■ Source extract ■
────────────────

I went to a harvest festival a couple of weeks ago in the Cully neighborhood of NE Portland and it was really interesting. We made cider. I brought some apples for it. I think they were inspired by the Paul Gautschi film "Return to Eden"? with the deep mulching that he used. It was sponsored by a 7th Day Adventist Church and a sustainability organization. As such, it was an interesting mix of groovy environmentalists and mostly Black Evangelicals. Since it is a 7th Day Adventist church, they encourage vegetarianism, and they offered vegetarian foods. It was a really interesting cultural mix. They really have been using the deep mulching for years. The most amazing thing about it was that with their deep mulching, they did not water the garden at all for the whole year. Even with our multi 100 F days and more than a month of no rain. The plants looked very healthy. Also it wasn't really an orchard. It was mostly small garden vegetables, like peas, cabbage, green beans, leafy veg with some tomato plants. Which is even more impressive to me.
I have been bringing in wood chips for years, but I don't leave it a foot or more deep. I just spread it around an inch or so deep. It really got me thinking about bringing in more wood chips. I'm pretty old and I threw out my back last year for a few weeks, trying to hurry up and distribute all of the wood chips quickly. This year, I'm taking my time and just bringing in a few wheelbarrows of chips each day to not throw out my back again. Their garden was very impressive. I'm going to try to go in that direction this year.

────────────────

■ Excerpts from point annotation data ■
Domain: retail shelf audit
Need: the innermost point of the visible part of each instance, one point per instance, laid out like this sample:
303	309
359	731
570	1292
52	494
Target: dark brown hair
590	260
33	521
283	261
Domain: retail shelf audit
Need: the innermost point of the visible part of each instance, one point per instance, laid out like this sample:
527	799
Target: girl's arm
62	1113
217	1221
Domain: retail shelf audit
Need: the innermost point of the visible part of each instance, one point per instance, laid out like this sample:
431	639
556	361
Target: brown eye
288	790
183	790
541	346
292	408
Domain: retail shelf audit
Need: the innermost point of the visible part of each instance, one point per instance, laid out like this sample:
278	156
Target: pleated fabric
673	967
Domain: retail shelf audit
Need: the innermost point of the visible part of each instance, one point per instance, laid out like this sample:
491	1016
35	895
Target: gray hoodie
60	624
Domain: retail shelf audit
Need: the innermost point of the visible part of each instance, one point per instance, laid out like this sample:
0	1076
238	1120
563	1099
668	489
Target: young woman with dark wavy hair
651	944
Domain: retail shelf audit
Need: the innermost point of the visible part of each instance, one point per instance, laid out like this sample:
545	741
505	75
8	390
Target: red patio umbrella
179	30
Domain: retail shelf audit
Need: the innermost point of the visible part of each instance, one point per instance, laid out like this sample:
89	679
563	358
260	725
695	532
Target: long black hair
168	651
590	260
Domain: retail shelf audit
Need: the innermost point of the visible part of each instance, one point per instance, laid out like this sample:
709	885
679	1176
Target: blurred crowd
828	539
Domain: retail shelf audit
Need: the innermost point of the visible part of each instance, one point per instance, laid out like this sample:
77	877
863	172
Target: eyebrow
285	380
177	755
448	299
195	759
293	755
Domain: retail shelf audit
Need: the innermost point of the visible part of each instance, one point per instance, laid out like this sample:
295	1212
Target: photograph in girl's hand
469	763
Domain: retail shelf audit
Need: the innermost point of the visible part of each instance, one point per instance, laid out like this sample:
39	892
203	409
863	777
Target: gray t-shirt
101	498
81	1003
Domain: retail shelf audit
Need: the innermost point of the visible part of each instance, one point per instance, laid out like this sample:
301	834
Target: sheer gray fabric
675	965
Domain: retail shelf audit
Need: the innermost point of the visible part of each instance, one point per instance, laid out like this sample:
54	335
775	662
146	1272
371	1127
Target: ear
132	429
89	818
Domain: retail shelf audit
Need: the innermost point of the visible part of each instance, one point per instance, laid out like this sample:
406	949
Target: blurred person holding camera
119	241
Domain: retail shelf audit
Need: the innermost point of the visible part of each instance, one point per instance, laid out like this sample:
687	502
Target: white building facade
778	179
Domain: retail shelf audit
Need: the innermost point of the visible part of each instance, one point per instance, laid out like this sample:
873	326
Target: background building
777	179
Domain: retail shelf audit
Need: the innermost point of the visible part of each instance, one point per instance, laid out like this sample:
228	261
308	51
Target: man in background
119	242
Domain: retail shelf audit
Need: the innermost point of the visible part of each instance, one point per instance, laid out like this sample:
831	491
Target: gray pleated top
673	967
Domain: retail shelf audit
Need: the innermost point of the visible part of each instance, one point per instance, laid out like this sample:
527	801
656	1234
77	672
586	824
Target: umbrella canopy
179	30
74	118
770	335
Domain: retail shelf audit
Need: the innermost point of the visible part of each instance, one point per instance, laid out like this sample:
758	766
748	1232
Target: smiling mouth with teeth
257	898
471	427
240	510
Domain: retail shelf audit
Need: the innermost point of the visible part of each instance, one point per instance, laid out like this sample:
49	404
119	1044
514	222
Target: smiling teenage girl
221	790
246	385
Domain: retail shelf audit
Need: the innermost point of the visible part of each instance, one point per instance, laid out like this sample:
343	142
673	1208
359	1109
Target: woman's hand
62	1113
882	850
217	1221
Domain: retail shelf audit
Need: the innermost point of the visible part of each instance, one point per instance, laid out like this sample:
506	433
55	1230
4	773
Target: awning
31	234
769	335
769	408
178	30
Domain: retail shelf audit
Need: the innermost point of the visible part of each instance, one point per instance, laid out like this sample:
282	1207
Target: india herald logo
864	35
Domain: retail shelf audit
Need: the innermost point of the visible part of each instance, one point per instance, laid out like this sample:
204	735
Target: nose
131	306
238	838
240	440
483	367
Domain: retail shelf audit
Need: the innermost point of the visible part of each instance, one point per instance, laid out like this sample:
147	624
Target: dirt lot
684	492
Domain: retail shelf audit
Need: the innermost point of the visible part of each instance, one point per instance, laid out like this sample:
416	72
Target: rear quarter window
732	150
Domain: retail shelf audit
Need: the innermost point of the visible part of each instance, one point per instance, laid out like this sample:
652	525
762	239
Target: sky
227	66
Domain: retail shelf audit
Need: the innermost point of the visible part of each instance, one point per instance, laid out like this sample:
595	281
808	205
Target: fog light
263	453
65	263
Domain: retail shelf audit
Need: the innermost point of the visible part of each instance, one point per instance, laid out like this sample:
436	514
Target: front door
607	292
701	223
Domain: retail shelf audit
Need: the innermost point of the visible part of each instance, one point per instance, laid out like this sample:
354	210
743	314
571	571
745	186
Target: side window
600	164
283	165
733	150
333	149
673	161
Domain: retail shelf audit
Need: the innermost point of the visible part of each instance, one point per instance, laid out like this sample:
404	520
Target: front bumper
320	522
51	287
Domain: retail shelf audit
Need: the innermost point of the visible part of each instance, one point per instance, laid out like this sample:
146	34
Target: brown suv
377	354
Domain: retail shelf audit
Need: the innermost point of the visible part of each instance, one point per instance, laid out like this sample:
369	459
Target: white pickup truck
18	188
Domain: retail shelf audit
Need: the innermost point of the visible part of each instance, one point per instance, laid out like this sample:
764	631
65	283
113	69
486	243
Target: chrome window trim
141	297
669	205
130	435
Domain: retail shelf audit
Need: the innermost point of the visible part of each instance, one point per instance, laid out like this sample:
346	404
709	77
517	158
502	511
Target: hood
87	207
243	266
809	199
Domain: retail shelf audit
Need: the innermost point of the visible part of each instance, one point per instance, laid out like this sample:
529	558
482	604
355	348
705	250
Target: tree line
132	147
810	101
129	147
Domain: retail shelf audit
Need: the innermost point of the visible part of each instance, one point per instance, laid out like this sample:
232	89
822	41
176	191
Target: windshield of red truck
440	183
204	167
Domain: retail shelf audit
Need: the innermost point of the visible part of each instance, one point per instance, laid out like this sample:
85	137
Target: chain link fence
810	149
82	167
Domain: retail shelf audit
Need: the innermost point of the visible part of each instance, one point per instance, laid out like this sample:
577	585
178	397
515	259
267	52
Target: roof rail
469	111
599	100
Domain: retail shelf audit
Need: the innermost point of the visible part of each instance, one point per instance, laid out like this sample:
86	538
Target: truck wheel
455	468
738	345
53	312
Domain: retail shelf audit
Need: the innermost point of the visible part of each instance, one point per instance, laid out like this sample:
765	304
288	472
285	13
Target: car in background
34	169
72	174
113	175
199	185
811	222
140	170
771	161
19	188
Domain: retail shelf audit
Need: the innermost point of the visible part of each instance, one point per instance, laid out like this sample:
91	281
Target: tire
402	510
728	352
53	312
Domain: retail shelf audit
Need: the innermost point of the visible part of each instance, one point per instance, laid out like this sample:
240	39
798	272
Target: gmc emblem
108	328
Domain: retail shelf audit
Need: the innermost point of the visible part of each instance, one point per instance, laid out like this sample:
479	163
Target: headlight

────────────────

■ Tasks to complete ■
A: In the festival post, how long did the garden go without being watered?
B: Return every row that contains the string "background". Matching is case-sensitive.

■ Expected answers ■
A: The garden was not watered at all for the whole year.

B:
Target: background building
Target: man in background
Target: car in background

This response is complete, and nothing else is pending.